─── ИСХОДНЫЙ ТЕКСТ
Закон превыше всего
Закон превыше всего
Владимир Сурмач родился в 1948 году на Кубани, и, возможно, тяготы послевоенного детства заложили тот стержень, который позволил ему прожить замечательную жизнь, посвященную борьбе за справедливость и закон.
Сурмач был назначен прокурором Норильска приказом прокурора РСФСР и приступил к работе 10 ноября 1986 года, проработал два прокурорских срока — десять лет, до ноября 1996 года. Еще 12 лет он оставался старшим помощником прокурора. Сейчас наш герой живет на родине, в городе Тимашевске Краснодарского края, регулярно возвращаясь в Норильск, чтобы поохотиться на уток, встретиться с друзьями. Работает прокурором–наставником в вузе, учит уму–разуму будущих правоохранителей.
──────
─── ФРАГМЕНТЫ ЗАПИСЕЙ
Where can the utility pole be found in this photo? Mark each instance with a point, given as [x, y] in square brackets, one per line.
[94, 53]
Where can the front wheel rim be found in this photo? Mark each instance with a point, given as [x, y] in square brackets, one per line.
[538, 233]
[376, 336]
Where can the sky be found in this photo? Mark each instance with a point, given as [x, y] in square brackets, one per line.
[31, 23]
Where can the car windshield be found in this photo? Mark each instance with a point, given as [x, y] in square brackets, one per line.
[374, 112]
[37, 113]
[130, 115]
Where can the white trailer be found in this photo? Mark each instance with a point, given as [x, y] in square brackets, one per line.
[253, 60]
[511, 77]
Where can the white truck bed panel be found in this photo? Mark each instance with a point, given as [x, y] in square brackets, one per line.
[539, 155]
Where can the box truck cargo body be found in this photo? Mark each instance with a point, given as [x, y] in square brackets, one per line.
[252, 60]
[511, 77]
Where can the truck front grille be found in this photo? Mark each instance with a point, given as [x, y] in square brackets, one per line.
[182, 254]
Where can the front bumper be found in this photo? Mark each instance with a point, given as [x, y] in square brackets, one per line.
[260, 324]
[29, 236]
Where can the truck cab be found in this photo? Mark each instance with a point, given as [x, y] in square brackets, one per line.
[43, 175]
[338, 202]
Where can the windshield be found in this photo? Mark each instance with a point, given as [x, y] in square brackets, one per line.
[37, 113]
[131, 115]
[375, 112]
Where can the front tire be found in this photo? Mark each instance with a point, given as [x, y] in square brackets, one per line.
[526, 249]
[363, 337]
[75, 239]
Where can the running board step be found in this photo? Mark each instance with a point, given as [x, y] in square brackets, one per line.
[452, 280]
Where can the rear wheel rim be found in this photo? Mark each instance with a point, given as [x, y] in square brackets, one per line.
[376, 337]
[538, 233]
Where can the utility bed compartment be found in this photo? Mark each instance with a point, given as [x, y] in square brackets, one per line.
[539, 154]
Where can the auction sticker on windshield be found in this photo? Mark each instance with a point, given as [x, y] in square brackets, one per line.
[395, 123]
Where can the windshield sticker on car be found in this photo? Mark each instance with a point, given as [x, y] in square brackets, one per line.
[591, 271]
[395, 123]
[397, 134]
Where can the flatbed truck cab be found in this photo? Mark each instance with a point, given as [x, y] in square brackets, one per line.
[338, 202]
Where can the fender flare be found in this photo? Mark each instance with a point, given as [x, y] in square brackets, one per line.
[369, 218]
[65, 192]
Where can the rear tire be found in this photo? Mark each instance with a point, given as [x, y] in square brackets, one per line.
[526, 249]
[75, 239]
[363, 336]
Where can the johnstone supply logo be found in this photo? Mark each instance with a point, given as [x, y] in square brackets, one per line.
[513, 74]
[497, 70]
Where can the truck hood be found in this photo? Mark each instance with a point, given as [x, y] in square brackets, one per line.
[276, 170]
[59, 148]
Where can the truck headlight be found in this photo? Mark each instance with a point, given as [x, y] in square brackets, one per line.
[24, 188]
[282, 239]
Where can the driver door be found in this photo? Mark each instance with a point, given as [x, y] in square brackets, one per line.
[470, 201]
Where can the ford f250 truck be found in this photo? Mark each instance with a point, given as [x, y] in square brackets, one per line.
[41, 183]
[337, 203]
──────
• [ЗАДАНИЯ ДЛЯ РАБОТЫ]:
a: Переведите на английский язык предложение из текста о Владимире Сурмаче: «Сурмач был назначен прокурором Норильска приказом прокурора РСФСР и приступил к работе 10 ноября 1986 года, проработал два прокурорских срока — десять лет, до ноября 1996 года».
b: Пожалуйста, приведите в виде нумерованного списка строки записей: всё от строки, содержащей «Where can the windshield sticker», до конца записей включительно, без пустых строк.
Текст и записи взяты из разных источников.

• [ОТВЕТЫ НА ЗАДАНИЯ]:
a: Surmach was appointed prosecutor of Norilsk by order of the Prosecutor of the RSFSR and took up his post on November 10, 1986; he served two prosecutorial terms, ten years, until November 1996.

b:
1. Where can the windshield sticker on car be found in this photo? Mark each instance with a point, given as [x, y] in square brackets, one per line.
2. [591, 271]
3. [395, 123]
4. [397, 134]
5. Where can the flatbed truck cab be found in this photo? Mark each instance with a point, given as [x, y] in square brackets, one per line.
6. [338, 202]
7. Where can the fender flare be found in this photo? Mark each instance with a point, given as [x, y] in square brackets, one per line.
8. [369, 218]
9. [65, 192]
10. Where can the rear tire be found in this photo? Mark each instance with a point, given as [x, y] in square brackets, one per line.
11. [526, 249]
12. [75, 239]
13. [363, 336]
14. Where can the johnstone supply logo be found in this photo? Mark each instance with a point, given as [x, y] in square brackets, one per line.
15. [513, 74]
16. [497, 70]
17. Where can the truck hood be found in this photo? Mark each instance with a point, given as [x, y] in square brackets, one per line.
18. [276, 170]
19. [59, 148]
20. Where can the truck headlight be found in this photo? Mark each instance with a point, given as [x, y] in square brackets, one per line.
21. [24, 188]
22. [282, 239]
23. Where can the driver door be found in this photo? Mark each instance with a point, given as [x, y] in square brackets, one per line.
24. [470, 201]
25. Where can the ford f250 truck be found in this photo? Mark each instance with a point, given as [x, y] in square brackets, one per line.
26. [41, 183]
27. [337, 203]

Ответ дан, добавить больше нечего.